### INFORMATION PROVIDED
(begin)
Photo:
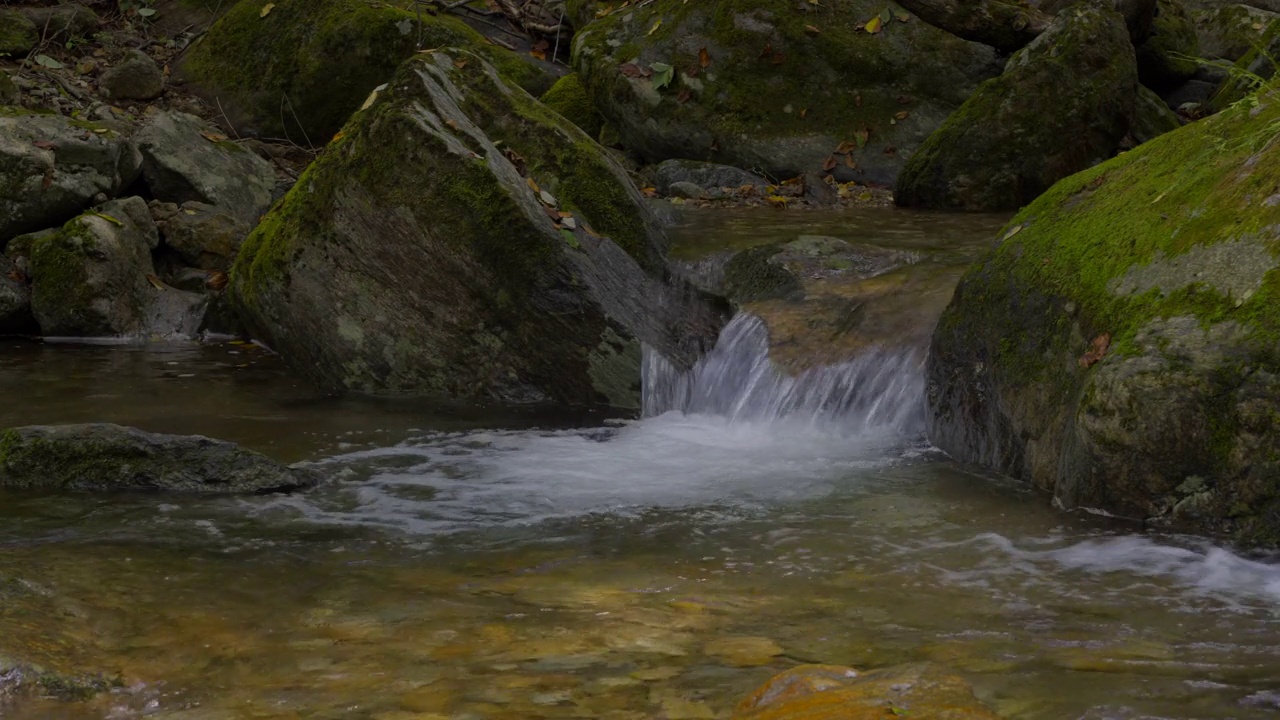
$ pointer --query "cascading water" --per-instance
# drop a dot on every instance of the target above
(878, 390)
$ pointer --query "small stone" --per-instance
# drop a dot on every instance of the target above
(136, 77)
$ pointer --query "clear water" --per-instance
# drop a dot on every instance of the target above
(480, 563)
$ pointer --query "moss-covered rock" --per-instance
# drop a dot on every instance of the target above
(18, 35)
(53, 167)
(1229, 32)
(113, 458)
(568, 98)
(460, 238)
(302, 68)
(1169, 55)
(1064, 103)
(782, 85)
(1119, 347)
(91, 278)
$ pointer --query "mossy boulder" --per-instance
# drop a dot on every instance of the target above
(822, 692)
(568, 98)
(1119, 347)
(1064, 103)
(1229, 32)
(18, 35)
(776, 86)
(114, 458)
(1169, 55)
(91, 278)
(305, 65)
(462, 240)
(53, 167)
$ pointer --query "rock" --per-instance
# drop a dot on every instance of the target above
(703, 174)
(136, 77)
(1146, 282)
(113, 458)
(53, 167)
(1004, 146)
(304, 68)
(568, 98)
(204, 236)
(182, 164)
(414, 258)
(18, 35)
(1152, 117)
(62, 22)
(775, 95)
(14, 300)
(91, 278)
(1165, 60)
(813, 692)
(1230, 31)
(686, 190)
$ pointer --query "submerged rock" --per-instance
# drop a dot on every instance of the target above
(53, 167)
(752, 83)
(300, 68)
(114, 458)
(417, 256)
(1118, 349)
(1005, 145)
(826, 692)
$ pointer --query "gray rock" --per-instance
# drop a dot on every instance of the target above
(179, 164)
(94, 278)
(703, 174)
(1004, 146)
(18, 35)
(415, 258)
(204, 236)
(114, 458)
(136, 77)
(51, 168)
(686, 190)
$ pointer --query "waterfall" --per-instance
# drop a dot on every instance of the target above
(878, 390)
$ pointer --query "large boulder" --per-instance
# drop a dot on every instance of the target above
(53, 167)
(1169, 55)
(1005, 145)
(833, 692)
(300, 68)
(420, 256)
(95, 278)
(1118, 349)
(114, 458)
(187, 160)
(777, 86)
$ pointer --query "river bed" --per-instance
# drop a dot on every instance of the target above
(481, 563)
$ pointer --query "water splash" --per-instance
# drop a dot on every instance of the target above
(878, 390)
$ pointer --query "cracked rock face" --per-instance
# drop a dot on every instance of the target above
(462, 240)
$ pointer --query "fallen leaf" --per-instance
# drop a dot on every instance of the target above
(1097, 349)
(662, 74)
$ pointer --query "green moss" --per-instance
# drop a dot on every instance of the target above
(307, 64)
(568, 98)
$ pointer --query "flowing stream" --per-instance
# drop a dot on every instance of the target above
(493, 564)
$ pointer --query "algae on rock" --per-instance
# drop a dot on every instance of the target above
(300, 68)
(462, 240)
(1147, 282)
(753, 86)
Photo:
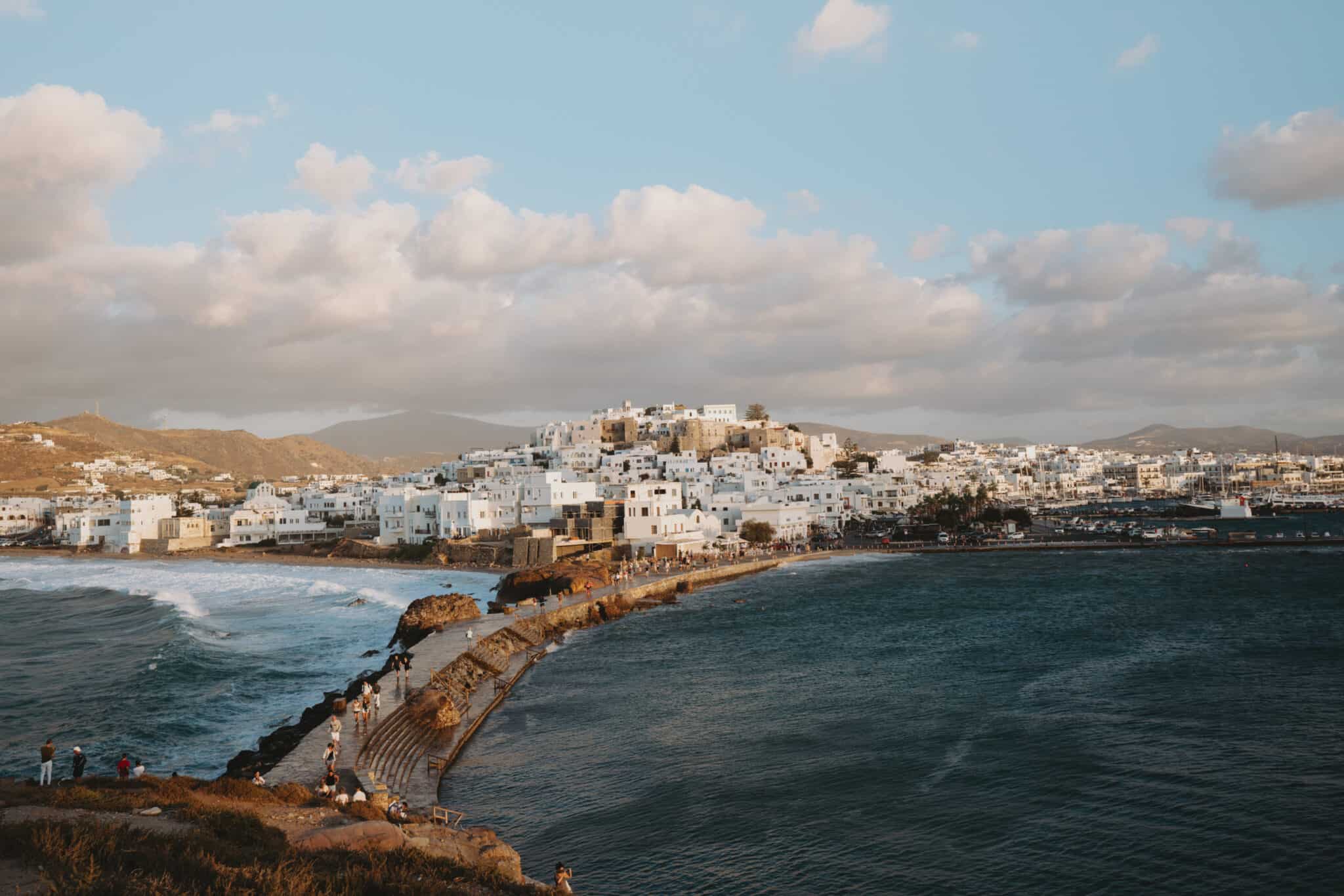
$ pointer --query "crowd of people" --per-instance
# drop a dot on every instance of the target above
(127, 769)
(end)
(begin)
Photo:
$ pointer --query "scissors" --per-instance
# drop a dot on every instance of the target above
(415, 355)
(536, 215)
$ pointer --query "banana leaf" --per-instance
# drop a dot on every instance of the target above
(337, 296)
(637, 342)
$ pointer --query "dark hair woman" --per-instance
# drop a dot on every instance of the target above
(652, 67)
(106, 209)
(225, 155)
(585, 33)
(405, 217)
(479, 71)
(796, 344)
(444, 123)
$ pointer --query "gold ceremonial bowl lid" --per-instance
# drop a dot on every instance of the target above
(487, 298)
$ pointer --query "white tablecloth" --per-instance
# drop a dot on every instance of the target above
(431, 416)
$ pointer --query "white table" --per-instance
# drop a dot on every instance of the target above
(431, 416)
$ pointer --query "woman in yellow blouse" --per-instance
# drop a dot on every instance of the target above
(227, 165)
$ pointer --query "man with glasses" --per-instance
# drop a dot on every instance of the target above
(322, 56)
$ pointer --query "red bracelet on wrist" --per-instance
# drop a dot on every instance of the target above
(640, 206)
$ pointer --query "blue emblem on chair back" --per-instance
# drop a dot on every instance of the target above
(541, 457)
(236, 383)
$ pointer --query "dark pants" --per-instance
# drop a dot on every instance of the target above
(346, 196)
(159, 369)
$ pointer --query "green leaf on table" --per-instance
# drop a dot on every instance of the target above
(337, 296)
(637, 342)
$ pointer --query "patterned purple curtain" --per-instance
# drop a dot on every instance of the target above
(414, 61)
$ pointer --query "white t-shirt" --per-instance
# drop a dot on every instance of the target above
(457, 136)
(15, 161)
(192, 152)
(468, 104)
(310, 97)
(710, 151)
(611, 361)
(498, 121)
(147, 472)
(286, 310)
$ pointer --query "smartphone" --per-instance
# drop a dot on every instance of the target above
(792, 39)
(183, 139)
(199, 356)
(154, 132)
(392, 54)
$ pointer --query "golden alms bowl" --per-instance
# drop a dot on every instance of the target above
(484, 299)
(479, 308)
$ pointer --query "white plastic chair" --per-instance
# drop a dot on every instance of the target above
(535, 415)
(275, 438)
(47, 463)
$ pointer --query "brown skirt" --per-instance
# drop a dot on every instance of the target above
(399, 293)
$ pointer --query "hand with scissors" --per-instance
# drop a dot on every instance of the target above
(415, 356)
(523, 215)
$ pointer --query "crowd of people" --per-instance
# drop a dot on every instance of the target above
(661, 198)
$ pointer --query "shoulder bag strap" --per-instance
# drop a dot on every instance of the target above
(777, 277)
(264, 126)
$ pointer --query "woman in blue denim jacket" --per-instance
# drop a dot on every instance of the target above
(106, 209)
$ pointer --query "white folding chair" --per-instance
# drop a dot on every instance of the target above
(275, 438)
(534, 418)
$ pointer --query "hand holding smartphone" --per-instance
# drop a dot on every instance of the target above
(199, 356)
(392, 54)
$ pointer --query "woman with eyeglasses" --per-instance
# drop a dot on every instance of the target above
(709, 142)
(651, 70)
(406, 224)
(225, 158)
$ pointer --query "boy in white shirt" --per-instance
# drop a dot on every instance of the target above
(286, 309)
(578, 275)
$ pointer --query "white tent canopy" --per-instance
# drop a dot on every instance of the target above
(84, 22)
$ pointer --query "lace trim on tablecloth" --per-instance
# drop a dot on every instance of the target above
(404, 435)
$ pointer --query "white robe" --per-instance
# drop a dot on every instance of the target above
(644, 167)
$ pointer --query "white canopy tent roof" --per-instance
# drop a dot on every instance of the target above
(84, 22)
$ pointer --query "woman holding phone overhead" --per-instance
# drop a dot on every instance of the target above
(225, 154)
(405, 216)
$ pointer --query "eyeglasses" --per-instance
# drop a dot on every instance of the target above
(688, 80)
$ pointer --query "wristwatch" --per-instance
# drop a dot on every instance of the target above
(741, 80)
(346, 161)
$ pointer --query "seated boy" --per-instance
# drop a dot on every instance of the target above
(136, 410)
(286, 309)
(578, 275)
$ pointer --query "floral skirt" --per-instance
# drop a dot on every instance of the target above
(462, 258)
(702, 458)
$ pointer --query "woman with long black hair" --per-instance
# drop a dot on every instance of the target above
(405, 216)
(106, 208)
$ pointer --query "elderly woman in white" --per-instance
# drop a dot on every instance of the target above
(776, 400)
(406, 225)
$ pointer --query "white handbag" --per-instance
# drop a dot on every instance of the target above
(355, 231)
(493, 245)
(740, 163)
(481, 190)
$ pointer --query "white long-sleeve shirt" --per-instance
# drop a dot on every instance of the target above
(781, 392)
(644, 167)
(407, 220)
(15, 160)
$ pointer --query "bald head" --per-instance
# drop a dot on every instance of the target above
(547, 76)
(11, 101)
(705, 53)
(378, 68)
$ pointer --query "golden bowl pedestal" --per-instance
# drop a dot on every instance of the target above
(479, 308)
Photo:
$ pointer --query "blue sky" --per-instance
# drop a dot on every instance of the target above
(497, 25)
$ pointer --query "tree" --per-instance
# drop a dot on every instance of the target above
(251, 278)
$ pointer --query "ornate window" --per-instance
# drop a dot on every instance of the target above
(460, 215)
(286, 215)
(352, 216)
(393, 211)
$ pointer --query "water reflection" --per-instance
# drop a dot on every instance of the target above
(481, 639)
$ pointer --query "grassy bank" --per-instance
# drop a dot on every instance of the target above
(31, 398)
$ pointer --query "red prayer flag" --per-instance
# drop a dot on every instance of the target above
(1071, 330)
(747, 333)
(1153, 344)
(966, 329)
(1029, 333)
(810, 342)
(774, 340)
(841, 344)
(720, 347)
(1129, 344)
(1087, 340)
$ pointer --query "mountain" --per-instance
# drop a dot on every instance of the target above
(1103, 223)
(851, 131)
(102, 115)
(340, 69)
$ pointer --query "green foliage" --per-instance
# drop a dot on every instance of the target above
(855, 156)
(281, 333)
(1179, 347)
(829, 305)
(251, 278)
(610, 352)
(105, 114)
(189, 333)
(end)
(begin)
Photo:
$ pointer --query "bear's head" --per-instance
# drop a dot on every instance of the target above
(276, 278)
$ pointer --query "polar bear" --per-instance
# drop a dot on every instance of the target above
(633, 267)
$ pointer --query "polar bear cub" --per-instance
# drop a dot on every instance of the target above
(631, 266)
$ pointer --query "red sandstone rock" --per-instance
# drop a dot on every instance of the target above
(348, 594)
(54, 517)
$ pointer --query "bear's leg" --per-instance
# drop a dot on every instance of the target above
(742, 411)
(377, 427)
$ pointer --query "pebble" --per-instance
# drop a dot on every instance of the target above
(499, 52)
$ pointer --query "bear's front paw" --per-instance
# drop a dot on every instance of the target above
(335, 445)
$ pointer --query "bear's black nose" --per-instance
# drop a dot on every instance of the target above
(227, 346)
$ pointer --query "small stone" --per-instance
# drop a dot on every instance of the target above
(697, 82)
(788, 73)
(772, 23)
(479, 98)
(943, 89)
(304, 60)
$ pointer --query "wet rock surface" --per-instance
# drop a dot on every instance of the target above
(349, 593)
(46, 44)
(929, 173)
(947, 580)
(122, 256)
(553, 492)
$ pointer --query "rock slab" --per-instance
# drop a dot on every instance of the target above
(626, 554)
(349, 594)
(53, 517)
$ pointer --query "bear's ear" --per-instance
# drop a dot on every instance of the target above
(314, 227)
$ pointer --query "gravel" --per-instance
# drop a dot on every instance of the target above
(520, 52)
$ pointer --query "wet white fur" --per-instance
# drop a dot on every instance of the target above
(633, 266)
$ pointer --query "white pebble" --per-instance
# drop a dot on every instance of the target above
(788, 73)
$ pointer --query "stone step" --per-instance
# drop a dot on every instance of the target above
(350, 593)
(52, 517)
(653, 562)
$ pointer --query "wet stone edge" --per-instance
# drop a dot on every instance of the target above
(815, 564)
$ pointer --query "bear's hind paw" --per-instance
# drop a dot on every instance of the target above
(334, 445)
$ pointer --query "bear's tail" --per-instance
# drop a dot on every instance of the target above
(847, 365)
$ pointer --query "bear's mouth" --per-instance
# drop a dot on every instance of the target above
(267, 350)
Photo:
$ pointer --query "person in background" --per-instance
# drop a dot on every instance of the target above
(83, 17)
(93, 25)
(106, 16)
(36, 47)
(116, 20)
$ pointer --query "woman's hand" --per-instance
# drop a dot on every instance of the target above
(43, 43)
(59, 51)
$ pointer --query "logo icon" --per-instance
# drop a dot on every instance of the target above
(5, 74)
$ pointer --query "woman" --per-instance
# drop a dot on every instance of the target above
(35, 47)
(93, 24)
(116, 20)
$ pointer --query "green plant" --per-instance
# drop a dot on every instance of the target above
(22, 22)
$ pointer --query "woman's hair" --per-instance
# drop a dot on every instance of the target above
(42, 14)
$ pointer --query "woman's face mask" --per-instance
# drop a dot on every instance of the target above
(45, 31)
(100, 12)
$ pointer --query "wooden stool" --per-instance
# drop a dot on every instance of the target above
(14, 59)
(end)
### OBJECTIVE
Show each line of the records in which the word "shirt" appears.

### THE ANSWER
$ pointer --query "white t-shirt" --per-instance
$ pointer --query "boy in white shirt" --per-instance
$ pointer --query "white long-sleeve shirt" --per-instance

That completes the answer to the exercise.